_What to produce_
Copy all the material that follows, keeping every character the same.

== == ==

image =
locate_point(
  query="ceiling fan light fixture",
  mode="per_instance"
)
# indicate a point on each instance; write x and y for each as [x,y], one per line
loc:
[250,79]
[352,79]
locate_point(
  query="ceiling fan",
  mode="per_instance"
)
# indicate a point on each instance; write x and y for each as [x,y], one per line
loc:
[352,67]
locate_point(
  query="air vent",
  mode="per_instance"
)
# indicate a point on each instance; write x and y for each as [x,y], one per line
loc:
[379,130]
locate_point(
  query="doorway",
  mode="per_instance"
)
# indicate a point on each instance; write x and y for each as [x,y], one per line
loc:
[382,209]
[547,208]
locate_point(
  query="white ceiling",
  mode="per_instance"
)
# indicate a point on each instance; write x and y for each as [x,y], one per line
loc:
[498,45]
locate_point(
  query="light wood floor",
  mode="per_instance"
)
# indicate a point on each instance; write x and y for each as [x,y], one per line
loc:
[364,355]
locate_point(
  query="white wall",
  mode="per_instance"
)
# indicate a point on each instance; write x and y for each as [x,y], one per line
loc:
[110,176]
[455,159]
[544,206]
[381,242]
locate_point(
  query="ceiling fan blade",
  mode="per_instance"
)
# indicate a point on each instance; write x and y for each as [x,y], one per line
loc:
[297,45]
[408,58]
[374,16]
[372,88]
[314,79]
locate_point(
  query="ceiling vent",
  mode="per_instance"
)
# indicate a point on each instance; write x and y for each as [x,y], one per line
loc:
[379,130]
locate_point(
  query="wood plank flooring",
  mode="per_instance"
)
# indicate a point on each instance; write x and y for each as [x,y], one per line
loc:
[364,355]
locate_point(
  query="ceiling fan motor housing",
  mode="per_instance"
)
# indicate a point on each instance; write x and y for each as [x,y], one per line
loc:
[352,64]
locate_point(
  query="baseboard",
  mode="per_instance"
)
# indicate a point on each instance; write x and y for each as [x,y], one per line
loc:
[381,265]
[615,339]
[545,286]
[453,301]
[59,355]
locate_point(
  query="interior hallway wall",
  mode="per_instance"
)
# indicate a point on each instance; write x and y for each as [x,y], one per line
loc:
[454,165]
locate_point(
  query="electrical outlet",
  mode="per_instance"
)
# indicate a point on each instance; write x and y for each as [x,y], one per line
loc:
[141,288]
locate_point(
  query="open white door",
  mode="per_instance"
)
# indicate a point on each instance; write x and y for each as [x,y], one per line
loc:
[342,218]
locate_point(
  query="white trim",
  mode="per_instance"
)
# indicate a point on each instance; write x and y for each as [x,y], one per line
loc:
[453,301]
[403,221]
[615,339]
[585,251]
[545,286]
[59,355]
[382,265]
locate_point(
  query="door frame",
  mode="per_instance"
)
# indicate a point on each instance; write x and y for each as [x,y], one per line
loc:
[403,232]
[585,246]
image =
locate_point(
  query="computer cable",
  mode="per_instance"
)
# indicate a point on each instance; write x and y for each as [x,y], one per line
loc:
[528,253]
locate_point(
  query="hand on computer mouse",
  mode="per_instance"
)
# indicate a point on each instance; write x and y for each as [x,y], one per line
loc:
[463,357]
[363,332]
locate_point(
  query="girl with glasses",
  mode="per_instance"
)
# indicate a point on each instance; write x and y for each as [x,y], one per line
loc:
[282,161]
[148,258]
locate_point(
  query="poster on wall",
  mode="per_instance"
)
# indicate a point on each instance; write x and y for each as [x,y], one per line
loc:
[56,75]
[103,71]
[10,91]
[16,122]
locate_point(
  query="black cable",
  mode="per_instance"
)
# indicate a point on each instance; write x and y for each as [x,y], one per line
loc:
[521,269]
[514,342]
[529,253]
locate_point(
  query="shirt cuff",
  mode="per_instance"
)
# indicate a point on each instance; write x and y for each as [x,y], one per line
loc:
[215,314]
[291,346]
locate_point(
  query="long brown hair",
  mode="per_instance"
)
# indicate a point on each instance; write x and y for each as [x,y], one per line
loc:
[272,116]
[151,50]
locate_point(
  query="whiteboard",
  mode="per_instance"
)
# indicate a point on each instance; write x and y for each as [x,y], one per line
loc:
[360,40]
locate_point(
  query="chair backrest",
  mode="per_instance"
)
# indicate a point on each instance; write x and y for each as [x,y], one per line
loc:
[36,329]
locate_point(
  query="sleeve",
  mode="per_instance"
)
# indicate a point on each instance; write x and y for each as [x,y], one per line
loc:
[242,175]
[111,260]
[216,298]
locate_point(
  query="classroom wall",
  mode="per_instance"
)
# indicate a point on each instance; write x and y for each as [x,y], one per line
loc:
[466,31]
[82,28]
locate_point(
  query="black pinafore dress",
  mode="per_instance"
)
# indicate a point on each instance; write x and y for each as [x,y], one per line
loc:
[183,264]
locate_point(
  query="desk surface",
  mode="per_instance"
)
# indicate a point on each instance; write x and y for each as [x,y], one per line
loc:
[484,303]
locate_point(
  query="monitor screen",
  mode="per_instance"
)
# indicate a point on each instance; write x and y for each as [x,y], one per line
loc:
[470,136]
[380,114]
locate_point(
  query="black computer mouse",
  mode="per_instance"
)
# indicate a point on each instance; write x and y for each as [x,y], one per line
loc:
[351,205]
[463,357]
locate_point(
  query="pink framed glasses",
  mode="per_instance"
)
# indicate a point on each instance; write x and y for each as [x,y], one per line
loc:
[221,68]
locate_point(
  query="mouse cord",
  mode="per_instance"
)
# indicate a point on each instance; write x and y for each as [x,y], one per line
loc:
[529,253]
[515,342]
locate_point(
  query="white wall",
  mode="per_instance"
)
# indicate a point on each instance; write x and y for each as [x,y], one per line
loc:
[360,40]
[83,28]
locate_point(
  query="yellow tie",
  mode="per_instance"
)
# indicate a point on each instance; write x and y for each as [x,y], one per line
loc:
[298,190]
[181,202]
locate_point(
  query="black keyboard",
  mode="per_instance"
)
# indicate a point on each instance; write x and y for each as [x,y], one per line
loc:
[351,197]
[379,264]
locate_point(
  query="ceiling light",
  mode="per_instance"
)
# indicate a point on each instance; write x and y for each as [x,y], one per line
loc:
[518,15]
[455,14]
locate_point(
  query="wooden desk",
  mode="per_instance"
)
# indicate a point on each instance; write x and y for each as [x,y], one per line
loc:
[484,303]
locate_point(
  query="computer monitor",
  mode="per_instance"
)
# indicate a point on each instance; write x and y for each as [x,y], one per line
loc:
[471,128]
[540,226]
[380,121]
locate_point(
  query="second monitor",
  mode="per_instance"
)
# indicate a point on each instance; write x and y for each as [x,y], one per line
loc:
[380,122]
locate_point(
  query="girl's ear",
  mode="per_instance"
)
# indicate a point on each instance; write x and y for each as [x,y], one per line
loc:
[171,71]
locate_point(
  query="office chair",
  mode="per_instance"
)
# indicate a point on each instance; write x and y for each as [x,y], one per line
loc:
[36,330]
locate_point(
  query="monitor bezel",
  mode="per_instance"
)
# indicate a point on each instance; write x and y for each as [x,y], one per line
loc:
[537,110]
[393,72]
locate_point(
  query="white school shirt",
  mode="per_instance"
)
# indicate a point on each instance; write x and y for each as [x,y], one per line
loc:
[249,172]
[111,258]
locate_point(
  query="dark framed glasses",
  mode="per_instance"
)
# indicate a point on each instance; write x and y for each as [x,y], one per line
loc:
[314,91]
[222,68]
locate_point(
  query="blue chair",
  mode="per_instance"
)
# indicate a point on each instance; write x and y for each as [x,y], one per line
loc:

== == ==

_Exercise answer_
image =
locate_point(
  query="ceiling fan light fixture",
  mode="per_instance"
)
# indicate a point on each instance; write x and y for each as [x,y], one per line
loc:
[250,79]
[352,79]
locate_point(
  query="ceiling fan",
  mode="per_instance"
)
# indicate a point on each instance; write x and y for each as [x,y], one per line
loc:
[352,67]
locate_point(
  query="air vent",
  mode="per_instance"
)
# indicate a point on each instance; write x and y for each as [x,y], one per line
loc:
[379,130]
locate_point(
  query="doorway",
  mode="per_instance"
)
# indicate a point on each instance; write x and y for each as [x,y], one per line
loc:
[382,209]
[547,208]
locate_point(
  query="white ceiling",
  mode="per_instance"
)
# indicate a point on each instance; write x and y for each as [x,y], one per line
loc:
[498,45]
locate_point(
  query="light wood floor",
  mode="per_instance"
)
# indicate a point on each instance; write x and y for each as [x,y], one per line
loc:
[364,355]
locate_point(
  query="white wall",
  mode="per_instance"
)
# indicate a point on each instance; write x and y for each as [x,y], one per line
loc:
[110,176]
[455,159]
[544,206]
[381,242]
locate_point(
  query="ceiling fan blade",
  mode="per_instance"
)
# indicate a point on each instance; write x and y for each as [x,y], one per line
loc:
[297,45]
[408,58]
[374,16]
[372,88]
[314,79]
locate_point(
  query="ceiling vent",
  mode="per_instance"
)
# indicate a point on each instance; write x and y for each as [x,y], one per line
loc:
[379,130]
locate_point(
  query="wood plank flooring",
  mode="per_instance"
)
# indicate a point on each instance; write x and y for each as [x,y], one per line
loc:
[364,355]
locate_point(
  query="ceiling fan motor housing",
  mode="per_instance"
)
# indicate a point on each instance; write x and y for each as [x,y], one per line
loc:
[352,64]
locate_point(
  query="baseboard",
  mode="per_instance"
)
# indicate a point on each instance; write x and y for each as [x,y], one per line
loc:
[381,265]
[615,339]
[545,286]
[453,301]
[59,355]
locate_point(
  query="interior hallway wall",
  mode="per_instance"
)
# indicate a point on each instance; write x and y for each as [x,y], one per line
loc:
[454,165]
locate_point(
  query="electrical outlet",
  mode="per_instance"
)
# indicate a point on each instance; write x and y for each as [x,y], one per line
loc:
[141,288]
locate_point(
  query="open white door",
  mode="per_instance"
)
# indicate a point on each instance; write x and y for each as [x,y], one per line
loc:
[342,218]
locate_point(
  query="white trim",
  mode="per_instance"
)
# indicate a point on each instance; write x and y for each as [x,y], one per line
loc:
[453,301]
[403,221]
[615,339]
[585,251]
[545,286]
[59,355]
[382,265]
locate_point(
  query="door frame",
  mode="per_instance"
)
# indicate a point on each instance; write x and y for each as [x,y], one per line
loc:
[403,232]
[585,246]
image =
locate_point(
  query="computer cable",
  mode="per_instance"
)
# indicate a point on each instance; write x and y for each as [x,y], one per line
loc:
[528,253]
locate_point(
  query="hand on computer mouse",
  mode="per_instance"
)
# indicate a point on each instance; write x and y for each as [x,y], one per line
loc:
[463,357]
[363,332]
locate_point(
  query="girl with glasses",
  mode="per_instance"
)
# indicate a point on each instance; write x and y for each as [x,y], one per line
loc:
[282,161]
[148,258]
locate_point(
  query="poster on wall",
  mode="per_instance"
)
# indicate a point on each instance; write x and y for each as [x,y], one per line
loc:
[56,75]
[103,71]
[10,91]
[16,122]
locate_point(
  query="black cable",
  mode="per_instance"
)
# indicate a point on each instance; write x and y for each as [x,y], one per line
loc:
[521,269]
[514,342]
[529,253]
locate_point(
  query="shirt cuff",
  mode="per_instance"
)
# indicate a point on each instance; write x and y for each as [x,y], one per line
loc:
[215,314]
[291,346]
locate_point(
  query="long brown hair",
  mode="per_instance"
)
# indicate a point on each instance; write x and y for each as [x,y], one per line
loc:
[272,116]
[151,50]
locate_point(
  query="whiteboard",
  mode="per_instance"
)
# indicate a point on each instance; write x and y for each as [x,y], one per line
loc:
[360,40]
locate_point(
  query="chair backrest",
  mode="per_instance"
)
# indicate a point on each instance; write x and y for each as [x,y], one per line
loc:
[36,329]
locate_point(
  query="sleeve",
  mode="per_instance"
)
# indicate a point on each instance; write x and y for each as [x,y], one per line
loc:
[242,175]
[111,260]
[216,298]
locate_point(
  query="classroom wall",
  mode="per_instance"
)
# indicate a point on each instance; write x and y for each as [x,y], one per line
loc:
[466,31]
[82,28]
locate_point(
  query="black pinafore dress",
  mode="per_instance"
)
# indicate a point on each instance; write x and y for each as [x,y], one per line
loc:
[183,264]
locate_point(
  query="desk surface",
  mode="per_instance"
)
# indicate a point on each instance; write x and y for each as [x,y], one per line
loc:
[484,303]
locate_point(
  query="monitor screen",
  mode="per_instance"
)
# indicate a point on each instance; write x and y for each as [x,y], one per line
loc:
[470,136]
[380,114]
locate_point(
  query="black computer mouse",
  mode="per_instance"
)
# indicate a point on each instance; write x and y for each as [x,y], one per line
loc:
[351,205]
[463,357]
locate_point(
  query="pink framed glasses",
  mode="per_instance"
)
# indicate a point on each instance; write x and y for each as [x,y], one per line
loc:
[221,68]
locate_point(
  query="mouse cord",
  mode="per_instance"
)
# indicate a point on each instance; write x and y for each as [x,y], one per line
loc:
[529,253]
[515,342]
locate_point(
  query="white wall",
  mode="per_instance"
)
# indicate a point on each instance; write x and y for each as [x,y], one per line
loc:
[360,40]
[83,28]
locate_point(
  query="yellow tie",
  mode="per_instance"
)
# indicate a point on each instance; write x and y for each as [x,y], one per line
loc:
[298,190]
[181,202]
locate_point(
  query="black keyboard",
  mode="per_instance"
)
# indicate a point on each instance; write x and y for each as [x,y], one per line
loc:
[351,197]
[379,264]
locate_point(
  query="ceiling light",
  mode="per_instance"
)
# indicate a point on each instance; write x and y for each as [x,y], one per line
loc:
[518,15]
[455,14]
locate_point(
  query="wooden desk",
  mode="per_instance"
)
# indicate a point on each instance; write x and y for each as [x,y], one per line
loc:
[484,303]
locate_point(
  query="computer monitor",
  mode="per_instance"
)
# indicate a point on each instance; write x and y for each as [x,y], one per line
loc:
[471,128]
[540,226]
[380,121]
locate_point(
  query="second monitor",
  mode="per_instance"
)
# indicate a point on each instance; write x and y for each as [x,y], one per line
loc:
[380,122]
locate_point(
  query="girl's ear",
  mode="per_instance"
)
# indicate a point on each instance; write x and y for each as [x,y], one per line
loc:
[171,71]
locate_point(
  query="office chair",
  mode="per_instance"
)
# indicate a point on each instance; write x and y for each as [x,y], one per line
loc:
[36,330]
locate_point(
  query="monitor bezel",
  mode="per_instance"
)
# indicate a point on each instance; write x and y for each as [x,y], one per line
loc:
[537,110]
[393,72]
locate_point(
  query="white school shirt",
  mode="per_instance"
)
# indicate a point on each instance; write x and y for each as [x,y], one per line
loc:
[249,172]
[111,258]
locate_point(
  query="dark framed glasses",
  mode="per_instance"
)
# indicate a point on each instance; write x and y for each as [x,y], one per line
loc:
[314,91]
[222,68]
locate_point(
  query="blue chair",
  mode="per_instance"
)
# indicate a point on each instance; write x and y for each as [x,y], one per line
loc:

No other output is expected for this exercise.